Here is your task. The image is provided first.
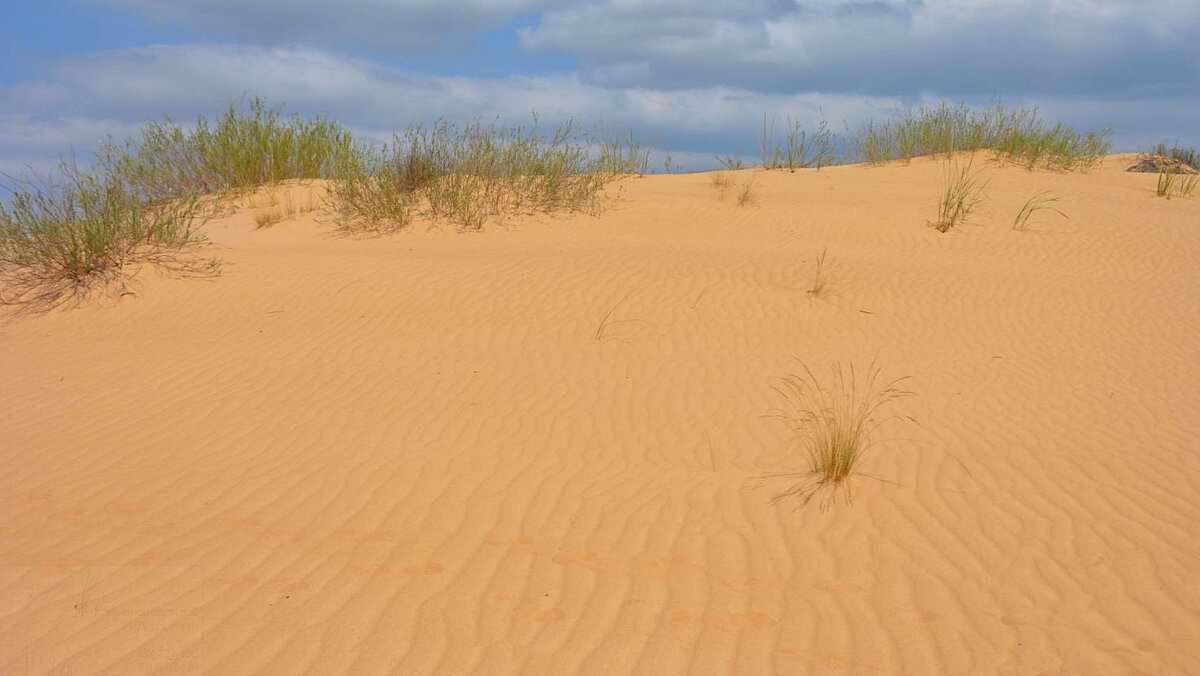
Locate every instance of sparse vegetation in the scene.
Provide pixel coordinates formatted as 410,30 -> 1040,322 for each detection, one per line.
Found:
1013,192 -> 1070,232
330,121 -> 628,231
96,98 -> 361,202
806,250 -> 832,298
713,155 -> 746,172
852,102 -> 1111,171
774,360 -> 913,504
932,160 -> 986,233
0,162 -> 208,306
1157,167 -> 1200,199
1150,140 -> 1200,172
758,113 -> 834,172
738,179 -> 758,207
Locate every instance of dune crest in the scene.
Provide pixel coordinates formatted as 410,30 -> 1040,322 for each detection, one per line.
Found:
0,156 -> 1200,675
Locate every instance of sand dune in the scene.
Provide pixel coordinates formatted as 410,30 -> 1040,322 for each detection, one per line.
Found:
0,156 -> 1200,675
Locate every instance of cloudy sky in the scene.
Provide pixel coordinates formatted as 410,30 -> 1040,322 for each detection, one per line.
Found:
0,0 -> 1200,174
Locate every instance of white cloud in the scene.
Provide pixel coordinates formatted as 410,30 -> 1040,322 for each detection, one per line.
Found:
91,0 -> 554,53
520,0 -> 1200,95
0,44 -> 1200,173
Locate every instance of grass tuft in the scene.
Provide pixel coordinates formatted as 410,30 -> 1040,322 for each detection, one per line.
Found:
758,113 -> 834,172
1013,192 -> 1070,232
0,161 -> 208,307
773,360 -> 913,505
330,121 -> 624,232
932,160 -> 986,233
806,250 -> 833,298
1157,167 -> 1200,199
1150,140 -> 1200,172
738,179 -> 758,207
851,102 -> 1112,171
96,98 -> 361,202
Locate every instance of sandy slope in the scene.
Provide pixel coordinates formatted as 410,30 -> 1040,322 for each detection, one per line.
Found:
0,157 -> 1200,675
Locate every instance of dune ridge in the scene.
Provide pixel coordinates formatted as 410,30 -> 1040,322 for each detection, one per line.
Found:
0,156 -> 1200,674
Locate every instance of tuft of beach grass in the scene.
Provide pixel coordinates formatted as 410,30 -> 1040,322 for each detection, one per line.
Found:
773,360 -> 913,505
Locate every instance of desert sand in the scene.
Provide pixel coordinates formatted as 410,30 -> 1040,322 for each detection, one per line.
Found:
0,155 -> 1200,675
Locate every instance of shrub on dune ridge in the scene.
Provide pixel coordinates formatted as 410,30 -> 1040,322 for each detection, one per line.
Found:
851,102 -> 1112,171
330,121 -> 640,232
96,98 -> 362,202
932,160 -> 986,233
0,162 -> 215,306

☆ ☆ ☆ ☆ ☆ ☆ ☆

* [REQUEST]: Rewrite all of the data above, replacing every occurrence of "Locate every instance of" with "Find each instance of" and leaving everything else unchanged. Leave the picture out of your answer.

* [ANSWER TO THE EXERCISE]:
Here is your task. The image is provided first.
Find each instance of sparse vegetation in the scene.
Provide pixel coordinates formatted as 410,30 -> 1040,322 for each detection, one per line.
Found:
1013,192 -> 1070,232
330,121 -> 628,231
96,98 -> 361,202
806,250 -> 832,298
713,155 -> 746,172
852,102 -> 1111,171
774,360 -> 913,504
932,160 -> 986,233
0,162 -> 208,306
1157,167 -> 1200,199
1150,140 -> 1200,172
758,113 -> 834,172
738,179 -> 758,207
Find each instance of dune crest in the scene.
Provide pixel coordinates formatted as 410,30 -> 1040,322 for each detection, one per line.
Found:
0,156 -> 1200,675
Find each instance of sand dune in the scene.
Provide pixel coordinates formatted as 410,30 -> 1040,322 for each detection, one per line.
Found:
0,156 -> 1200,675
Find each instance of cloudy sky in the scene.
Provide pixel coordinates formatted as 410,30 -> 1040,322 for each detection, one per line.
Found:
0,0 -> 1200,174
Find each instance of white cloud in the scene.
Provide pixel coordinates formatted as 410,30 -> 1040,322 for each detection, one per line.
Found:
91,0 -> 554,53
520,0 -> 1200,95
0,44 -> 1200,173
Find each instance of grass tuft in the scene.
Provide pixel coordinates formatted as 410,30 -> 1040,322 for each detection, one per line.
Found:
758,113 -> 834,172
1013,192 -> 1070,232
0,161 -> 208,307
773,360 -> 913,505
330,121 -> 624,232
932,160 -> 986,233
806,250 -> 833,298
1157,167 -> 1200,199
1150,140 -> 1200,172
738,179 -> 758,207
851,102 -> 1112,171
96,98 -> 361,202
Find each instance of sandy slope in the scene.
Provide pixel coordinates formatted as 410,30 -> 1040,322 for each detection, one per line.
Found:
0,157 -> 1200,675
Find each instance of dune ridge in the scene.
Provide pixel coordinates formatted as 410,30 -> 1040,322 for each detection, one per line.
Found:
0,156 -> 1200,674
Find each instance of tuft of beach grass in the scene.
Provide pixel coordinates formatted as 410,30 -> 1040,322 for each detection, one per line.
Found:
773,360 -> 913,505
Find each instance of desert sand in the scene.
Provide pixel coordinates formatted as 410,30 -> 1040,322 for each detection, one per line.
Found:
0,155 -> 1200,675
Find each instance of shrub on dune ridge in the scene.
Provide pixel coordinates formatted as 410,30 -> 1040,322 for each detection, one per line.
Found:
851,102 -> 1112,171
330,121 -> 640,232
96,98 -> 362,202
932,160 -> 986,233
0,162 -> 215,306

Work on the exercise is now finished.